Task set —
1. In the forum thread below about healthy foods for German Shepherds, how old are cristofa's two dogs?
2. Echo the passage of the German Shepherd food thread that runs between "Probably is you" and "on the forum.", inclusive.
3. Write the next part of the forum thread on healthy foods for German Shepherds, picking up after its final post.

Excerpt provided —
# Healthy foods for a german shepherds



## cristofa (Aug 8, 2010)

*can anyone give me some ideas for healthy foods for german shepherds?*


----------



## LaRen616 (Mar 4, 2010)

RAW, Orijen, Evo, Blue Buffalo?


----------



## Jax08 (Feb 13, 2009)

Since you posted in the recipes area....

Are you looking for home cooked food?
RAW?
Kibble?


----------



## cristofa (Aug 8, 2010)

im wondering if eggs are good, wat about carrots and some vegetables.. i belive onions and other foods are toxic and poisenous.


----------



## Jax08 (Feb 13, 2009)

Dogs can't break down the cell wall of vege's so they would have to be cooked, or processed in some way, for them to get any benefit. A guy I work with gives his lab a frozen carrot every morning to clean his teeth.  

Eggs are good. 
Canned pumpkin
Yogurt

Probably is you look in the RAW area you'll find lots of ideas.


----------



## Stosh (Jun 26, 2010)

How old is your dog? Carrots are good, just watch the amount since they have a high sugar content. My dogs love cooked sweet potatoes, green beans, eggs are good, plain yogurt, raw chicken. Are you going to supplement dry food with these other items? There are lots of articles about feeding on the forum.


----------



## cristofa (Aug 8, 2010)

thanks stosh and jax08, my female is 3 and my male is 7. how would i give the carrot, does it need to be cooked? how much do i give a week? im learning about what foods are good for them so i can add some extra stuff in there diet which is good for their joints and may help prevent hip dysplasia in the future, my mum gets them the royal canin bag of dry food when she can afford it as im not working yet i am a student, im greatful for your help !!


----------



## Jax08 (Feb 13, 2009)

if you are looking for joint healthy items then you need to look at Vitamin C (blueberries), Glucosomine (chicken feet), Omega 3 (sardines, salmon, cold water fish)

But I would just buy a supplements for that instead of trying to use food. I would buy a complete supplement for joints and add Vit C, Fish Oil and Vit E.

Material shown —
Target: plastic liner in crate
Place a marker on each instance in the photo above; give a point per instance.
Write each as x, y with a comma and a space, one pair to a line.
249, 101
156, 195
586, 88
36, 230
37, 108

Exercise responses —
1. The female is 3 and the male is 7.

2.
Probably is you look in the RAW area you'll find lots of ideas.


----------



## Stosh (Jun 26, 2010)

How old is your dog? Carrots are good, just watch the amount since they have a high sugar content. My dogs love cooked sweet potatoes, green beans, eggs are good, plain yogurt, raw chicken. Are you going to supplement dry food with these other items? There are lots of articles about feeding on the forum.

3.
If you are looking to supplement their food with a RAW diet, that's a whole new ballgame and you should start looking through the RAW section of this board.


----------



## cristofa (Aug 8, 2010)

thanks jax


----------



## Gib Laut (Feb 21, 2010)

cristofa said:


> *can anyone give me some ideas for healthy foods for german shepherds?*


Yikes, that's quite a question!!!LOL.....one that has no simple, short answer....but, best effort is this: unprocessed, biologically appropriate foods would be the best food. That means the majority of diet coming from a variety of animal protein and very limited vegetables in the form of puree. This is a subject than can give some a headache while reading, but well worth it....there are many, many great links in the diet and nutrition and BARF area to help you with the journey. I understand finances are an issue, but depending on what you can beg, borrow and plead for in your area from farms, butchers, abattoirs or stores, it can be cheaper to feed unprocessed. And, in the end most find vet bills are much lower, so the overall benefits are much greater.

PS You can do much better for the money than RC....it's very over priced for what you are getting...you will find much discussion here about that also. If you post a location, you will find people will be able to give you pricing.


----------



## StryderPup (May 16, 2009)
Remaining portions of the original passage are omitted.